Please write out every record exactly, but keep any images out of it.

Data items:
BEGIN
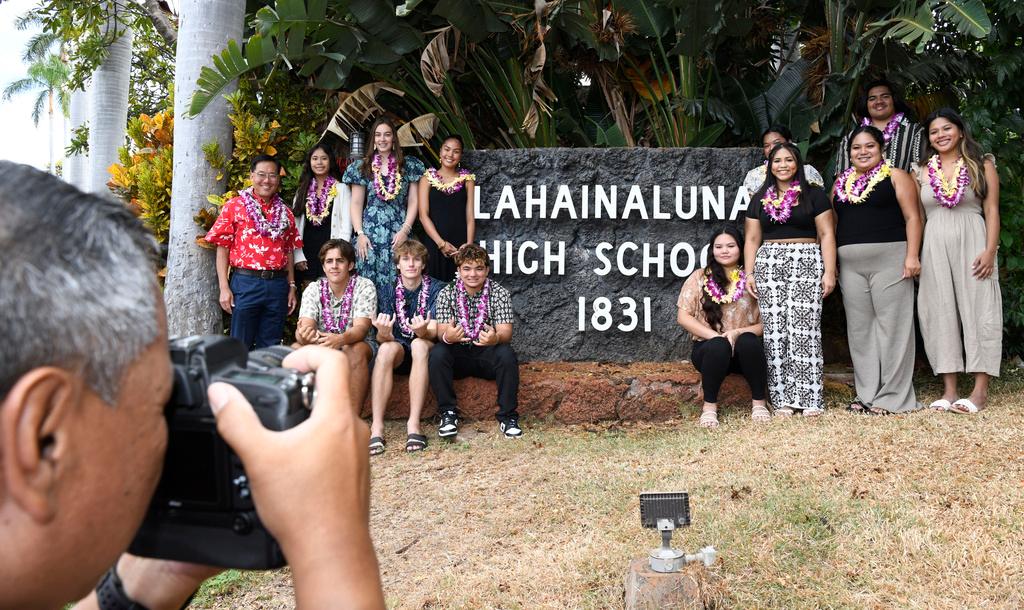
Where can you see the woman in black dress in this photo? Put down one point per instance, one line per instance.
(446, 209)
(322, 210)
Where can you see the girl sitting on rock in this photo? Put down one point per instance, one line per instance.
(722, 316)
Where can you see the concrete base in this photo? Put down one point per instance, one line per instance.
(647, 590)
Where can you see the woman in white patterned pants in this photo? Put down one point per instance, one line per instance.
(791, 266)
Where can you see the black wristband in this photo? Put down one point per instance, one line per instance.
(111, 593)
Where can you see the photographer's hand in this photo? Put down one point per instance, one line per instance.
(156, 583)
(310, 484)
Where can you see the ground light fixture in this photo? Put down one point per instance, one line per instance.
(666, 512)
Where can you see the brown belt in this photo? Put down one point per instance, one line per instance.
(261, 273)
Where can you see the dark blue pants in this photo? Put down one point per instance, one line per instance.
(499, 362)
(260, 309)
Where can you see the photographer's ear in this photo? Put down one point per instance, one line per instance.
(31, 443)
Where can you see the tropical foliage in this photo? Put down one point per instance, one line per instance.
(79, 27)
(142, 178)
(278, 116)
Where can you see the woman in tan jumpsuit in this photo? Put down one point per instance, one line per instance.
(958, 302)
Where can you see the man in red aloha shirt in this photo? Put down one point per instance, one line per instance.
(255, 235)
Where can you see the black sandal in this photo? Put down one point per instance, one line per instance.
(415, 442)
(857, 406)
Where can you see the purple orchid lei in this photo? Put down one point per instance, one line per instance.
(738, 282)
(457, 184)
(948, 195)
(316, 200)
(399, 304)
(273, 227)
(891, 127)
(387, 188)
(471, 332)
(779, 207)
(327, 315)
(851, 189)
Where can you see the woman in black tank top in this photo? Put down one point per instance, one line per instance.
(879, 230)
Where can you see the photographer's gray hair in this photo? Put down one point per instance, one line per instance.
(77, 281)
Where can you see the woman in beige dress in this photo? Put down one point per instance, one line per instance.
(958, 302)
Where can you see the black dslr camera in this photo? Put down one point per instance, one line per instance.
(202, 511)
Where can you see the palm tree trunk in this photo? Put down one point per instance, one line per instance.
(49, 133)
(75, 173)
(190, 289)
(109, 106)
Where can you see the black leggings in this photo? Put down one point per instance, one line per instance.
(715, 358)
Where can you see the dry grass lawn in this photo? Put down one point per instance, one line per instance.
(920, 511)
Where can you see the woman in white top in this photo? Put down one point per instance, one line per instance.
(322, 210)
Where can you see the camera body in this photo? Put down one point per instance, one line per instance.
(202, 511)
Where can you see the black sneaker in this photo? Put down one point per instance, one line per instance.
(510, 428)
(449, 425)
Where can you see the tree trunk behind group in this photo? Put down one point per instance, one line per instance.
(77, 165)
(50, 135)
(190, 293)
(109, 102)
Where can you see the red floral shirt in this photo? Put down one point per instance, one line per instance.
(246, 248)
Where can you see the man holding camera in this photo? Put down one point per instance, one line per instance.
(84, 381)
(256, 236)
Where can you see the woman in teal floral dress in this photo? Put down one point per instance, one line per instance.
(384, 205)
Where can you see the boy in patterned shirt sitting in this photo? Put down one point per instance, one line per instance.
(474, 331)
(337, 311)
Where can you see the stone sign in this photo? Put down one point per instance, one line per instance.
(594, 244)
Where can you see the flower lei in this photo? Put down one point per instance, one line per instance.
(387, 188)
(316, 209)
(737, 280)
(327, 315)
(779, 206)
(471, 332)
(435, 180)
(891, 127)
(399, 304)
(273, 227)
(853, 189)
(947, 194)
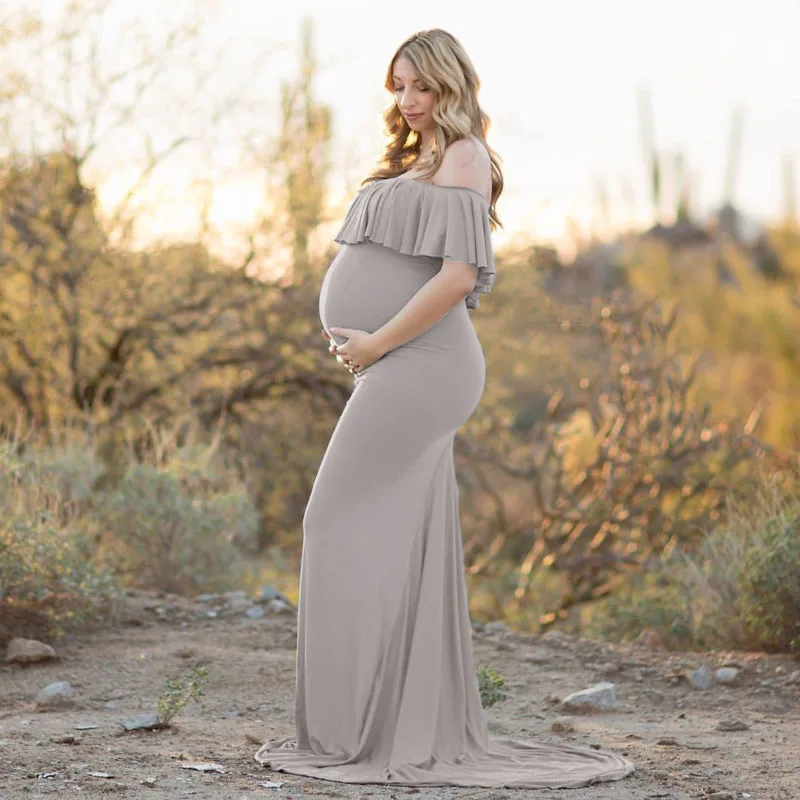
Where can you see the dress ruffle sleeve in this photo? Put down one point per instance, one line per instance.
(425, 219)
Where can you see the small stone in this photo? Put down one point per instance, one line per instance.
(699, 678)
(536, 657)
(732, 725)
(601, 695)
(141, 722)
(55, 695)
(267, 593)
(650, 638)
(278, 607)
(497, 626)
(726, 674)
(28, 651)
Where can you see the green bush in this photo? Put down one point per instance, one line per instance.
(740, 588)
(490, 683)
(166, 533)
(48, 577)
END
### [ANSWER SPACE]
Where can you see the woman in black dress in this photo? Put down one point per instance, one line per instance.
(446, 209)
(322, 210)
Where can you see the girl sitting on rock in this photo? Put down one point per instance, one line per instance.
(722, 316)
Where can you see the concrete base in this photo? Put down one point per instance, one line per instance.
(647, 590)
Where can you see the woman in white patterned pants in this photo? Put down one point per instance, one line per instance.
(791, 266)
Where can you see the black wristband in this photo? Put down one point per instance, one line per instance.
(111, 593)
Where can you see the photographer's hand in this photo? Put down one point per instance, one line per instance.
(156, 583)
(310, 484)
Where can you see the ground light fixture in this photo? Put down one point per instance, one line per instance.
(666, 512)
Where can you see the brown belt in this photo? Put down one point per instance, one line per instance.
(261, 273)
Where can you see the dark blue pants in this photo? Put down one point per instance, one line per instance.
(499, 362)
(260, 309)
Where can you see the photographer's ear in this photo? Put down one point per instance, one line per instance.
(31, 443)
Where can you see the tropical foliage in this photo? Put down one point per instance, one line per instance.
(79, 27)
(142, 178)
(278, 116)
Where can you see the woman in tan jumpsuit in this photo? Put down one point per instance, one line per instance.
(958, 302)
Where can you see the man in red aloha shirt in this photo? Put down one point per instance, one line per instance.
(255, 235)
Where can you see the black sandal in this photo? Put down one point per instance, one line per instance.
(415, 442)
(857, 406)
Where can you see the purple orchid lei in this photo? Put down one point per instance, one line per instance.
(738, 282)
(457, 184)
(948, 195)
(316, 200)
(399, 304)
(273, 227)
(891, 127)
(387, 188)
(471, 332)
(779, 207)
(327, 315)
(851, 189)
Where can you see the woman in black tank top in this photo? Put down one point per instance, one line per instance.
(879, 230)
Where can you see the photographer's gray hair in this photo? Put down one point per instance, one line per instance.
(77, 281)
Where can you see the woman in beige dress in this photo? Put down one point per instance, one line per instance.
(958, 302)
Where can you see the black dslr camera in this photo? Put down one point per instance, one line per instance.
(202, 511)
Where can you see the palm tree trunk in this photo? Put down one point per instance, one line per instance.
(49, 133)
(75, 173)
(190, 289)
(109, 106)
Where can you see the black leggings in this photo? Put down one point per instance, one line per instance.
(715, 358)
Where can you see the dry grass lawn in this photo? Put down one point per instance, one line per instance.
(920, 511)
Where can you see the woman in white top in this photo? Put down one point per instance, one line per instance.
(322, 210)
Where can you see the camera body in this photo? Put down one point per instance, one line per instance.
(202, 511)
Where can you see the black sneaker in this photo? Put down one point per instance, one line per instance.
(510, 428)
(449, 425)
Where can you see the tree trunk behind group in this photo? Put down one point per instance, one line per instance.
(77, 165)
(50, 135)
(190, 293)
(109, 102)
Where can you see the red floral shirt in this photo? Put down one point per instance, one line per instance.
(246, 248)
Where can you see the man holding camera in this photo? Put down one point per instance, one line per instance.
(84, 381)
(256, 236)
Where can you see the woman in teal floral dress in this photo? Put down one point per instance, one line per instance.
(384, 205)
Where can you see the boy in patterned shirt sitting in this photo? Put down one point per instance, one line per instance.
(474, 331)
(337, 311)
Where can you see the stone sign in this photo? Put down one point per instance, one line per instance.
(594, 244)
Where can you see the flower lei in this photo? Put down one point per instance, one line per instance.
(387, 188)
(316, 209)
(737, 280)
(327, 315)
(779, 206)
(471, 332)
(435, 180)
(891, 127)
(399, 304)
(273, 227)
(853, 189)
(947, 194)
Where can you see the dress ruffle sleeve in this photo? Put down one point per instance, one line per instance.
(425, 219)
Where can you see the small stone in this photo? Put down one point per instance, one line per instance.
(699, 678)
(536, 657)
(732, 725)
(601, 695)
(141, 722)
(55, 695)
(267, 593)
(650, 638)
(278, 607)
(497, 626)
(726, 674)
(28, 651)
Where can you see the green bush in this photo? Put down one point per instance, one line per instance.
(740, 588)
(490, 683)
(166, 533)
(48, 577)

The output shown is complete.